Text block -
# Baby APHS YAAAAYYYY



## leggy (Jan 18, 2007)

my babies are 10 days old ,and i thought i had 2 ,today the female let me look in through the hide opening and theres 3 babies.its my first time at breeding them im soooo happy.


----------



## feorag (Jul 31, 2007)

Congratulations! Pictures asap please!!!


----------



## Catherine896 (Jul 27, 2007)

Aww congrats


----------



## Henry-flash (Oct 13, 2006)

Congratulations, Alison. I can't wait for pics: victory:


----------



## ukgeckos (Apr 11, 2007)

well done, Im loving my APH and cant wait to breed her!!!
Good luck!


----------



## gecko-kus (Aug 15, 2007)

well done... we're hoping to see some long earred by the end of the week.

hoglets are soooo cute:flrt:


----------



## PRS (Dec 31, 2007)

This is stupid question but what are they lol?


----------



## PRS (Dec 31, 2007)

and congratz btw


----------



## PRS (Dec 31, 2007)

*Slap myself* aph african pygmy hedgehog?


----------



## leggy (Jan 18, 2007)

africian pygmy hedgehogs lol


----------



## crazysnakedude (Jul 1, 2005)

are u planning on selling the pygymy's or long ears? been looking to get some more
Mike


----------



## leggy (Jan 18, 2007)

Will Sell males but will hopfully have more this yr and will sell both sexes next time: victory:


----------



## l1zardchick (Aug 12, 2006)

congrats are they easy to keep ?


----------



## leggy (Jan 18, 2007)

Yes thay are very easy: victory: Sadly mummy hog eat baby number 3 last week it was a lovely albino


----------



## thehoghut (Dec 6, 2007)

Don't forget some piccies: victory:


----------



## leggy (Jan 18, 2007)

im not risking pics till they start coming out the nest after ones been lost its just not worth the risk.will post some soon as i get them.: victory:


----------



## l1zardchick (Aug 12, 2006)

leggy said:


> Yes thay are very easy: victory: Sadly mummy hog eat baby number 3 last week it was a lovely albino


oh no bless poor thing xxxx


----------



## 2manydogs (Oct 23, 2007)

any pics yet


----------



## leggy (Jan 18, 2007)

the albino is female i found out today so thats a keeper.: victory:the dark one wont uncurl so cant sex it yet.pics have been taken but cannot find cable.:bash:


----------



## serz (May 8, 2006)

i would love a normal female. bet they are soooo cute  congrats hunny


----------



## mrhoyo (Mar 29, 2007)

hi,my girlfriend is wanting an aph and i just wondered if you were selling any?


----------



## leggy (Jan 18, 2007)

think she pmd me.no the baby left is promised,and i dont know whether im having another litter this year or next spring,and im starting to get a waiting list already. try pgymyhogs uk or preloved.


----------



## serz (May 8, 2006)

im getting my little guy on sunday cant wait  have you got any pics of your hogs housing so i can check i got everything i need


----------

Written instruction A -
Write out the passage of the hedgehog thread that opens with the words containing "my babies are" and closes with "im soooo happy.".
The hedgehog thread and the rows that follow have no connection to each other.

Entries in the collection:
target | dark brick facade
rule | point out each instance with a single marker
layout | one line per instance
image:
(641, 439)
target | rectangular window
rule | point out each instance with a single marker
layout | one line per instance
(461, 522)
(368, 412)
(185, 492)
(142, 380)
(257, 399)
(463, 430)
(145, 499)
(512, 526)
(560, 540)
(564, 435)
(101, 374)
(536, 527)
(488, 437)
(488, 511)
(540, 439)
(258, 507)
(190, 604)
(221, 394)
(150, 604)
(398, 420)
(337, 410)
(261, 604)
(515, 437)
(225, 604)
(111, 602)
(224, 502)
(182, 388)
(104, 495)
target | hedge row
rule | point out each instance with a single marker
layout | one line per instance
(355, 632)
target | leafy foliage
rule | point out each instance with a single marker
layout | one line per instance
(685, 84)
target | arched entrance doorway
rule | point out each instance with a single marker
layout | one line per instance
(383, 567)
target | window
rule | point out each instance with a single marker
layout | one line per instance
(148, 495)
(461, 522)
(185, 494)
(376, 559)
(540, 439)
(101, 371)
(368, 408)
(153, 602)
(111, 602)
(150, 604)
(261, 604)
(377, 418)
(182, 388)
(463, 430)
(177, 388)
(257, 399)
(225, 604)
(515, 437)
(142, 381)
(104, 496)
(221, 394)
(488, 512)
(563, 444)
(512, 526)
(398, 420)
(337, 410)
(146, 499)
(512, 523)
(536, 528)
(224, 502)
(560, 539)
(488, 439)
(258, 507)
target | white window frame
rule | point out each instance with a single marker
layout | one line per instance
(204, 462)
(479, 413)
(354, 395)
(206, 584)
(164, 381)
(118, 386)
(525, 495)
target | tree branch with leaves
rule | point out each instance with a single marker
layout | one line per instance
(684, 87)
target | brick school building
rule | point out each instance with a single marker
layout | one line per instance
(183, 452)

Written instruction B -
Extract every line of the rows that holds the string "brick", treating uppercase and lowercase as different.

Full output A -
my babies are 10 days old ,and i thought i had 2 ,today the female let me look in through the hide opening and theres 3 babies.its my first time at breeding them im soooo happy.

Full output B -
target | dark brick facade
target | brick school building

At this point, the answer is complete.